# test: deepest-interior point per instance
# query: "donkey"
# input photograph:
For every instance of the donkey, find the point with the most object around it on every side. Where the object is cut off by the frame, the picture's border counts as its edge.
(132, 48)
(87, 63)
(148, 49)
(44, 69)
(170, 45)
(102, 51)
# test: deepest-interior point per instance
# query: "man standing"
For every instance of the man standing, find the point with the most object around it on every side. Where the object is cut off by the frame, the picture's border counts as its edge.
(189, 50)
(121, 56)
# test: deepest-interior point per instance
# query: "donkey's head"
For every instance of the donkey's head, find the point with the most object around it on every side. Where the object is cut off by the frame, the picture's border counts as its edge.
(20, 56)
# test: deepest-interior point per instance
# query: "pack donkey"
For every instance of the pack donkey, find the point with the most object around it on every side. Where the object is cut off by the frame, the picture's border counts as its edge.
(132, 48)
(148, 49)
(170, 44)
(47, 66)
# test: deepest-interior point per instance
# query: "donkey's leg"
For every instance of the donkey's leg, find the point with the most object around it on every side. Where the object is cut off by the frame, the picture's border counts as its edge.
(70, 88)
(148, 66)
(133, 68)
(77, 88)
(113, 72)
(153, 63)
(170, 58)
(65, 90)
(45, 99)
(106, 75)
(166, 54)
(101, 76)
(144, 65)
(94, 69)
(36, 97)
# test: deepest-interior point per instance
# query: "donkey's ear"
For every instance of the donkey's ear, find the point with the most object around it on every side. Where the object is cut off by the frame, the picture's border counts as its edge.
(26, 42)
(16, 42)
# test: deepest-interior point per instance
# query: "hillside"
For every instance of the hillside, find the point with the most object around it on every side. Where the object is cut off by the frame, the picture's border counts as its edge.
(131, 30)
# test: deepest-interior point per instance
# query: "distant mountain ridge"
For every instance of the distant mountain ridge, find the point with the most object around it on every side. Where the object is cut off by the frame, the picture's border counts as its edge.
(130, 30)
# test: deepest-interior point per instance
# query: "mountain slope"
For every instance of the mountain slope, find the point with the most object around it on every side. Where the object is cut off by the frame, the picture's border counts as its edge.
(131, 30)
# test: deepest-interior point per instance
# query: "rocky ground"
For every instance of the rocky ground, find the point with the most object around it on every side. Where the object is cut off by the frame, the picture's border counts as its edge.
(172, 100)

TASK BRIEF:
Exact copies of all the records are to be printed.

TASK RESULT:
# test: deepest-interior point per instance
# query: "donkey"
# input photograph:
For every instance of the donkey, find the point with the most object around it on every side. Where the object is cut off by the frame, the picture's border counts as its edge.
(132, 48)
(87, 63)
(148, 49)
(44, 69)
(170, 45)
(102, 51)
# test: deepest-interior point per instance
# query: "man standing"
For every instance of the man standing, find the point with the most object around it on every side. Where the object is cut off by the frame, the picture's border counts as its edge.
(189, 50)
(121, 56)
# test: deepest-interior point per instance
# query: "donkey's head"
For every instance of the donkey's head, find the point with the most object around it on every side. Where the object is cut off by the frame, the picture's border counts as its edge.
(20, 56)
# test: deepest-interior point per instance
# query: "pack donkey"
For every instance of the pack donkey, find the point with the most object around it on every side. Where the object is cut off by the frame, the picture's border counts as its edge.
(132, 48)
(148, 49)
(170, 44)
(47, 66)
# test: deepest-interior point per instance
# query: "donkey's leg"
For every instance of the donkey's leg, find the point with the most object around it on every side. Where the object is cut off by the frame, the picture's border counts as its edge.
(70, 88)
(148, 66)
(133, 68)
(77, 88)
(113, 72)
(153, 63)
(170, 58)
(65, 90)
(45, 99)
(106, 75)
(166, 54)
(101, 76)
(144, 65)
(94, 69)
(36, 97)
# test: deepest-interior point per instance
# query: "donkey's ear"
For every instance of the donkey's ear, find the point with the most object around it on every side. Where the object is cut off by the frame, the picture's border counts as its edge.
(26, 42)
(16, 42)
# test: deepest-interior point per instance
# query: "hillside"
For every instance of the hillside, find the point with the most object around it on every side. Where the object is cut off by the frame, the picture's border counts as its edge.
(131, 30)
# test: deepest-interior point per instance
# query: "distant mountain ridge"
For every instance of the distant mountain ridge, find the point with the most object around it on every side. Where the object is cut off by the frame, the picture's border counts as its edge.
(130, 30)
# test: deepest-interior point per instance
# query: "mountain slope"
For every instance of the mountain slope, find the point with the most object around it on every side. Where the object is cut off by the frame, the picture's border counts as its edge.
(131, 30)
# test: deepest-interior point per instance
# query: "rocky ground"
For every instance of the rocky ground, find the point with the most object around it on every side. Where the object is cut off by the frame, the picture's border counts as its edge.
(172, 100)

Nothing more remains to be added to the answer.